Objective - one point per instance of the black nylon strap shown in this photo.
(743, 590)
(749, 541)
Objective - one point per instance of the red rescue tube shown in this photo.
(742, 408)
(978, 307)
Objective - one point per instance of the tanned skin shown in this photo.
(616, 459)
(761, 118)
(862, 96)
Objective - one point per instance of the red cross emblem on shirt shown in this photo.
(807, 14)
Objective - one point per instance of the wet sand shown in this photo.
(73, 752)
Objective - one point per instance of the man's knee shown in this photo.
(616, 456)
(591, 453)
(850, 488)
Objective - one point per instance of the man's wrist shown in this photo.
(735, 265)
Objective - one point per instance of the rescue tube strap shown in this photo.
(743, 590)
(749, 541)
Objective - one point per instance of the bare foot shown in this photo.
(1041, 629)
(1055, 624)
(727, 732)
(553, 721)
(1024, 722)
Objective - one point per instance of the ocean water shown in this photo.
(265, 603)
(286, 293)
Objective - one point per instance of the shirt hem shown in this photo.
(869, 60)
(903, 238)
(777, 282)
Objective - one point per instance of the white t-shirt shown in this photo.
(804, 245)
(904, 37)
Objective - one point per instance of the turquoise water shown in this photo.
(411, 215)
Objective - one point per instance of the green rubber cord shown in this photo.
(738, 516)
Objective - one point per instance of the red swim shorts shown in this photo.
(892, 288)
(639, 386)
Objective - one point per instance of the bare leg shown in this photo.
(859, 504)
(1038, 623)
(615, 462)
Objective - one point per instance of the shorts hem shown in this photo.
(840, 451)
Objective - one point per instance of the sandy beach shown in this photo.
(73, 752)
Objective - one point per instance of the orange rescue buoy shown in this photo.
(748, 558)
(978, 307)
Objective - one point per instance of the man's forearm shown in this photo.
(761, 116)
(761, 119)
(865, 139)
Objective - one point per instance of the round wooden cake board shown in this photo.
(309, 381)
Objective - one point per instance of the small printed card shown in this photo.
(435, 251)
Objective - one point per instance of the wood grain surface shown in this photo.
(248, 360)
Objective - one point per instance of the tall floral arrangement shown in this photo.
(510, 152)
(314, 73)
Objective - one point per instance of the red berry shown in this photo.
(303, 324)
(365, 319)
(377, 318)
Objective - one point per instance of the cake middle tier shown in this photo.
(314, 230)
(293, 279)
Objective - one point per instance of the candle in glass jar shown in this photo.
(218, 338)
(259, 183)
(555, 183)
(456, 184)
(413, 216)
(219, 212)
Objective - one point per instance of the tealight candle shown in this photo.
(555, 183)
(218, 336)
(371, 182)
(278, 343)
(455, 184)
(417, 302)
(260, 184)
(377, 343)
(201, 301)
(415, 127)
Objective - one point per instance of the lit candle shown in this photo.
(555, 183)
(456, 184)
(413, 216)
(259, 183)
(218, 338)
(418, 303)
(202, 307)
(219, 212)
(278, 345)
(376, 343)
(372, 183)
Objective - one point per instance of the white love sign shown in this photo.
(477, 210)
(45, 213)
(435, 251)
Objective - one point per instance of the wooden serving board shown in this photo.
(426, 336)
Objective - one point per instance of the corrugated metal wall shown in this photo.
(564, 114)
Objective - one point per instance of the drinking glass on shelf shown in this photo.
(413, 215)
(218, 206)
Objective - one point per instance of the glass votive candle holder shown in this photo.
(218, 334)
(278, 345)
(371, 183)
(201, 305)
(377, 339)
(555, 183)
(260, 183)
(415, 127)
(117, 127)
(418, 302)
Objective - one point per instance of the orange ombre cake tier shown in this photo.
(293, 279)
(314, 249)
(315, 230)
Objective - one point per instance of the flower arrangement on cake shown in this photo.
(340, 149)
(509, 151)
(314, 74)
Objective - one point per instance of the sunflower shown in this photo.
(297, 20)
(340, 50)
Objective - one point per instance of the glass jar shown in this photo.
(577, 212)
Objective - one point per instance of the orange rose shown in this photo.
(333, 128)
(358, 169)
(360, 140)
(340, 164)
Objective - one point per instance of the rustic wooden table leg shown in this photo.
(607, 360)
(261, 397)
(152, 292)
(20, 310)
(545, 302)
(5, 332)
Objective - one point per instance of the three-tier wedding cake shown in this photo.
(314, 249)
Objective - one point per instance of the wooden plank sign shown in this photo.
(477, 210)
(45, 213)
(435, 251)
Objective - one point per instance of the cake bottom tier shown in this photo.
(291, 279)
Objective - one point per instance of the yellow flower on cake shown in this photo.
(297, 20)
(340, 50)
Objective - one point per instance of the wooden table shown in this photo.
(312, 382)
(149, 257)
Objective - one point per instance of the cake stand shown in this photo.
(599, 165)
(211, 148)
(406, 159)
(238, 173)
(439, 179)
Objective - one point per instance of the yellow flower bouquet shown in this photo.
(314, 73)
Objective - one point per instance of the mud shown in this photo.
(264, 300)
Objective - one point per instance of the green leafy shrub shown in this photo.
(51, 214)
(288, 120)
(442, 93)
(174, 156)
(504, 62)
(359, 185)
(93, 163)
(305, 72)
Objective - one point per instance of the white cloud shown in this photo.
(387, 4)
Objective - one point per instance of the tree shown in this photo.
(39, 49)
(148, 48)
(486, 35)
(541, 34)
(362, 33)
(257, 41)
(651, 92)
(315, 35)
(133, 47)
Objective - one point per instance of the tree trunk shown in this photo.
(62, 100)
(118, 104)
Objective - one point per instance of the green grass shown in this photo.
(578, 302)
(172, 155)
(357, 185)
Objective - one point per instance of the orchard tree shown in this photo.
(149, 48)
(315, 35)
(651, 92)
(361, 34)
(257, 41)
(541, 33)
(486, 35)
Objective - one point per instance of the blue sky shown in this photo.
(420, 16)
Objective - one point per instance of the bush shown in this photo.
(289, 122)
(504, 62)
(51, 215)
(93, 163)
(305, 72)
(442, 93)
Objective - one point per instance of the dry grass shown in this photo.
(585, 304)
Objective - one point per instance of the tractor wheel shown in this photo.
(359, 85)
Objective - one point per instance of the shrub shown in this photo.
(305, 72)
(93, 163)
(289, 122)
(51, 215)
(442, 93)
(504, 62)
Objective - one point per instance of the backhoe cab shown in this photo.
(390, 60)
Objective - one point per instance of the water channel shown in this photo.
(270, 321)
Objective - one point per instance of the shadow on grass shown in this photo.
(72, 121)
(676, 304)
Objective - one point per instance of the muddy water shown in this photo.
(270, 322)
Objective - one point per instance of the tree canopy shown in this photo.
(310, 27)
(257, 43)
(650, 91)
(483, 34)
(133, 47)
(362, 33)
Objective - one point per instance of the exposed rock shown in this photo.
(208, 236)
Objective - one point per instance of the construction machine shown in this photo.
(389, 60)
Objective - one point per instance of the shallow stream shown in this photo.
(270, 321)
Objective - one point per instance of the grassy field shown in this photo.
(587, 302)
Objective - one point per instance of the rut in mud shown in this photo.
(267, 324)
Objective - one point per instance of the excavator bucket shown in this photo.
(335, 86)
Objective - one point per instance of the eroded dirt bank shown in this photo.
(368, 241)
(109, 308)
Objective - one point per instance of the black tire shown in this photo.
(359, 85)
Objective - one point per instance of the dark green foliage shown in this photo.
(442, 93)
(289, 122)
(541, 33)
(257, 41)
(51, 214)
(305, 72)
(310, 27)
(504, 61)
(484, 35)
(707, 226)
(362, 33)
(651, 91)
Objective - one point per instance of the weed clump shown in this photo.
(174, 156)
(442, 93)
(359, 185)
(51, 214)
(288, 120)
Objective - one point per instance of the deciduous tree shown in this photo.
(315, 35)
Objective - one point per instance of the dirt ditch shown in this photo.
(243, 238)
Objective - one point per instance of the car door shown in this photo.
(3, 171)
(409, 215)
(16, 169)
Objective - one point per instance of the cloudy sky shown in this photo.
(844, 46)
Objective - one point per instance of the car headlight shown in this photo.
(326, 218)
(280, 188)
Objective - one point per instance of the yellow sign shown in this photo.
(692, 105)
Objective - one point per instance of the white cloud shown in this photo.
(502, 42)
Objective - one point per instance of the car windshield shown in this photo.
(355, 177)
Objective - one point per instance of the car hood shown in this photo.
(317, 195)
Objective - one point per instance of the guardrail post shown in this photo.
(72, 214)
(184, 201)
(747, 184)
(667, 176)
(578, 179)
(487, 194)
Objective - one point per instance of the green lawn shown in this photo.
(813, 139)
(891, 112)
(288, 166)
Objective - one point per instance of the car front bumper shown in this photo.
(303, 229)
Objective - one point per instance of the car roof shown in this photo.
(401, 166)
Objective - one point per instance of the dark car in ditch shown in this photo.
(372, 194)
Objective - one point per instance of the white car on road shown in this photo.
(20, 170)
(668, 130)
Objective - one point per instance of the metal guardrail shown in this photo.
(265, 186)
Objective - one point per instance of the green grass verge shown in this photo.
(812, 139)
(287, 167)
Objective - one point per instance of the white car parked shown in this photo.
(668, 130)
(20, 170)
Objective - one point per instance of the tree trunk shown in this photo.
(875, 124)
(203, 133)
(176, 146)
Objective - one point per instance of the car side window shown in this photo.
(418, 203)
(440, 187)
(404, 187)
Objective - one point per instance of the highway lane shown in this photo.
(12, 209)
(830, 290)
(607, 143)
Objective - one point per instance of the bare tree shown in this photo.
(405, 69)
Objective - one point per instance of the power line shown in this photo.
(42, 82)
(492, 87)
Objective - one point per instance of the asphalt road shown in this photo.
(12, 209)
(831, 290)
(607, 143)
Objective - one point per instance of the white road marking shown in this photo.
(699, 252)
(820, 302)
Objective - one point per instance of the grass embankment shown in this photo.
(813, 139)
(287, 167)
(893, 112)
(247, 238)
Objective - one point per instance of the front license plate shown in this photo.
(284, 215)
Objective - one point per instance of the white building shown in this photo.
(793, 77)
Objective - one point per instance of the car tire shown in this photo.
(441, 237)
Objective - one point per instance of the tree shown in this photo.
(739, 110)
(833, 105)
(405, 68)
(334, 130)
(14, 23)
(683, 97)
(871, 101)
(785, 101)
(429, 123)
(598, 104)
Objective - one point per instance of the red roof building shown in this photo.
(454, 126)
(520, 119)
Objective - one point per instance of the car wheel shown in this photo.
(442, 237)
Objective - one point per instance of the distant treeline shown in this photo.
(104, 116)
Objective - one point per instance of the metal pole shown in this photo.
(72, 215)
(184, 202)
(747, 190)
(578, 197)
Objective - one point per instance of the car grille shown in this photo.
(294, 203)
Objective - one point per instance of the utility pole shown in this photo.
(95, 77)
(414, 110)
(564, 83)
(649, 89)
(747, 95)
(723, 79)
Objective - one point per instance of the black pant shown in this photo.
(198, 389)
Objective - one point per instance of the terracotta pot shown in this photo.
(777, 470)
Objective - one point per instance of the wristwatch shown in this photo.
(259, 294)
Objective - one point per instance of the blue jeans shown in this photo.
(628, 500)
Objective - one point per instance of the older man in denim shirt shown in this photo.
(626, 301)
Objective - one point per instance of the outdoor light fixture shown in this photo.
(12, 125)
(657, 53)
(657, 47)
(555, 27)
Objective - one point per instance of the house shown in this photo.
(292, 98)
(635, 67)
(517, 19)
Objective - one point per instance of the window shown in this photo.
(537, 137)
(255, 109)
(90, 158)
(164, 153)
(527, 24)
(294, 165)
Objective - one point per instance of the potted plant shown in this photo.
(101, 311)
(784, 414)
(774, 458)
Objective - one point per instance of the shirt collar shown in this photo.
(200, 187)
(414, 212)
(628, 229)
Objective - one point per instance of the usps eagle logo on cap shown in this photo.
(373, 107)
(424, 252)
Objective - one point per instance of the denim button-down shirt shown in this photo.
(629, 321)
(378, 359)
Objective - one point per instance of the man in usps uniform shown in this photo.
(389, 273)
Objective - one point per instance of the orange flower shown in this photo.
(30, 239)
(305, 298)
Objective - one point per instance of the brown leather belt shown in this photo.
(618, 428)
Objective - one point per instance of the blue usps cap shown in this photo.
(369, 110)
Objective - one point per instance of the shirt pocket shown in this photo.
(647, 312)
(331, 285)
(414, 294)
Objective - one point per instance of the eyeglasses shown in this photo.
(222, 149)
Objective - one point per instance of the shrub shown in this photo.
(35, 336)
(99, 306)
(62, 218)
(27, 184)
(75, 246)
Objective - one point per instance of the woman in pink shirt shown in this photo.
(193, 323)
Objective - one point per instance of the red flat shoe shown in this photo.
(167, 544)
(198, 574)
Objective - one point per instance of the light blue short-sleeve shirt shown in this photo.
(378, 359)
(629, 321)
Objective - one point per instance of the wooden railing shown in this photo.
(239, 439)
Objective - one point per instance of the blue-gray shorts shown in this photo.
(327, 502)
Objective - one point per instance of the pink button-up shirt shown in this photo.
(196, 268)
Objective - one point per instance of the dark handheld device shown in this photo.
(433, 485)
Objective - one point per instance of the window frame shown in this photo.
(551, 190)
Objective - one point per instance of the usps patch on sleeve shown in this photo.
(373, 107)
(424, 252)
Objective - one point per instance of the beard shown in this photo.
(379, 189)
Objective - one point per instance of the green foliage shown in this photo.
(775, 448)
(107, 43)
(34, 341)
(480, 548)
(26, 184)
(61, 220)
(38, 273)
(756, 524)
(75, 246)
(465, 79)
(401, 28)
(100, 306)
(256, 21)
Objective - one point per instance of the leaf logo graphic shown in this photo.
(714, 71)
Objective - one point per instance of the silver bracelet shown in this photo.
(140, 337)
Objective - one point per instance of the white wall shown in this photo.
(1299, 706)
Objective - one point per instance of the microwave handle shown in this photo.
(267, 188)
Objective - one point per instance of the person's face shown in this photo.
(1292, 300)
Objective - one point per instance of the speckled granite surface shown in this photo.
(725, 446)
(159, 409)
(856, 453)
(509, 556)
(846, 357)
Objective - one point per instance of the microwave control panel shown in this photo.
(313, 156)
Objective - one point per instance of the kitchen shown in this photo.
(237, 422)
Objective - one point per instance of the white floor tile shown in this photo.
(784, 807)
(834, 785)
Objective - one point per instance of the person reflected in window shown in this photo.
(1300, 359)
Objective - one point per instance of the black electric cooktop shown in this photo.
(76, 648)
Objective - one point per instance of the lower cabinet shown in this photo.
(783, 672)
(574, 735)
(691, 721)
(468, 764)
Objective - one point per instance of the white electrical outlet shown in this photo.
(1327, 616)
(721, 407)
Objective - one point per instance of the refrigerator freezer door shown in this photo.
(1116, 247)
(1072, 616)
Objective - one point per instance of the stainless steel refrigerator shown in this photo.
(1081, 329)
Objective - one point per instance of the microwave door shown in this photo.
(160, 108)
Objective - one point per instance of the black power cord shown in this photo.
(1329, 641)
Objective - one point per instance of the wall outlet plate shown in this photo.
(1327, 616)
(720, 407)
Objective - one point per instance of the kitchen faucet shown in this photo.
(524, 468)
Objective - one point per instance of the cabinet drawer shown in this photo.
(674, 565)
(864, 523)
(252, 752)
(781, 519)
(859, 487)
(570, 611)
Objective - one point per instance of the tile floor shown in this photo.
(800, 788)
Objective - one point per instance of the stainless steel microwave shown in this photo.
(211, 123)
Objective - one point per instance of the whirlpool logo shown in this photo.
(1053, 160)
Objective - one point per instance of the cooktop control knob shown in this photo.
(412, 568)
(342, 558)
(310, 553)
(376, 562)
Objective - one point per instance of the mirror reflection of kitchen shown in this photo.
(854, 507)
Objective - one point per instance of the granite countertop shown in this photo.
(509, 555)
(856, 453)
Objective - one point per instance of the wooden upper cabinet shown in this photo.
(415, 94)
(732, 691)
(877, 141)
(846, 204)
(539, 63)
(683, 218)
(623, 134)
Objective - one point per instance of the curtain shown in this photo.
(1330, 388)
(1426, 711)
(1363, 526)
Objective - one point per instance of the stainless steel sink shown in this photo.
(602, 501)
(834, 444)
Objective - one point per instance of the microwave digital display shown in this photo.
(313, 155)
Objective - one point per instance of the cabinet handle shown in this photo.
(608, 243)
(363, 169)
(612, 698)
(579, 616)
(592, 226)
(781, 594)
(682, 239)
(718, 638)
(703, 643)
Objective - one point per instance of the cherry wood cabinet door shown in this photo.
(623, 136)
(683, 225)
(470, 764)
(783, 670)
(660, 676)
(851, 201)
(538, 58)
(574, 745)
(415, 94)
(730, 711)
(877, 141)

----

◆ **Instructions to follow**: Render everything from the line containing "Objective - one point per instance of the cabinet handle" down to the last line of the items as a JSON list of strings, one string per line, with blank lines left out.

◆ **Response**:
[
  "Objective - one point per instance of the cabinet handle shown in this photo.",
  "(608, 243)",
  "(363, 169)",
  "(612, 698)",
  "(579, 616)",
  "(592, 226)",
  "(781, 594)",
  "(682, 239)",
  "(718, 638)",
  "(703, 643)",
  "Objective - one point per instance of the cherry wood cabinet door shown in this photo.",
  "(623, 136)",
  "(683, 225)",
  "(470, 764)",
  "(783, 670)",
  "(660, 676)",
  "(851, 201)",
  "(538, 58)",
  "(574, 745)",
  "(415, 94)",
  "(730, 711)",
  "(877, 141)"
]